* Extrait du texte *
Ce choix a été gagnant électoralement, mais il ne peut être que perdant démocratiquement. Car personne ne peut se réjouir de voir l’extrême droite accéder, pour la deuxième fois consécutive, au second tour de la présidentielle. Tout comme personne ne peut s’enthousiasmer d’une victoire à la Pyrrhus. « Ce qui m’inquiète surtout, au-delà des résultats de dimanche, ce sont les cinq années qui viennent », confiait un ministre, il y a quelques jours. « En cas de victoire, on se dirige vers un bordel sans nom », redoutait un élu de la majorité.
Parmi les soutiens les plus lucides d’Emmanuel Macron, chacun sait que ce dernier a été reconduit sans enthousiasme. Sur un bilan contesté et un programme qui déplaît, notamment sur la réforme des retraites. « Je pense que nous allons affronter une tempête, une tempête économique, une tempête sanitaire, une tempête à tous égards, peut-être une tempête sociale, peut-être une tempête politique, mais je pense que les temps qui viennent sont des temps difficiles », avait présagé l’ancien premier ministre Édouard Philippe en septembre 2020, peu après son départ de Matignon.

* Série exercices *
1. Remplace « grass tuft » par « grass clump » dans toutes les lignes fournies ci-dessous, sans rien modifier d'autre, et laisse l'image hors de ta réponse.
2. Reprends l'extrait sur la réélection d'Emmanuel Macron et poursuis-le après sa dernière phrase.

* Lignes fournies *

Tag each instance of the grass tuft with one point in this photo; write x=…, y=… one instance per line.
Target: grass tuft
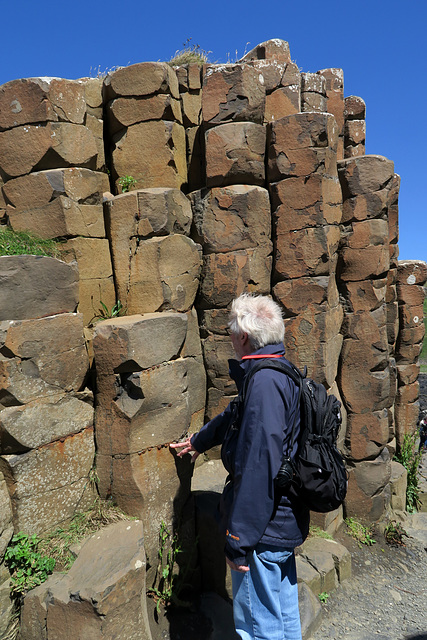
x=57, y=544
x=190, y=54
x=16, y=243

* Corrigé des exercices *
1.
Tag each instance of the grass clump with one point in this photo; write x=…, y=… one instance per line.
Target: grass clump
x=57, y=544
x=190, y=54
x=16, y=243

2.
S’ils ont dénoncé à voix haute les propos tenus par le président du Sénat Gérard Larcher sur la « légitimité » du président de la République en cas de réélection sans campagne ni confrontations d’idées, certains ont expliqué sous cape que la question méritait d’être posée. Pendant cinq ans, les mêmes ont observé avec inquiétude la façon dont le chef de l’État a clivé la société, en distinguant les bons et les mauvais citoyens. Les « irresponsables » qu’il assumait de vouloir « emmerder » et les autres.
Crise démocratique
Emmanuel Macron l’avait reconnu dès novembre 2018, au balbutiement du mouvement des « gilets jaunes » : « Je n’ai pas réussi à réconcilier le peuple français avec ses dirigeants », avait-il dit, ajoutant que le pouvoir n’avait « sans doute » pas assez apporté de « considération ». Un premier mea culpa qui sera suivi de nombreux autres, sans que rien ne change, tant sur le fond que sur la forme. Entre petites phrases, renoncements et exercice vertical du pouvoir, le chef de l’État n’a fait qu’aggraver la situation.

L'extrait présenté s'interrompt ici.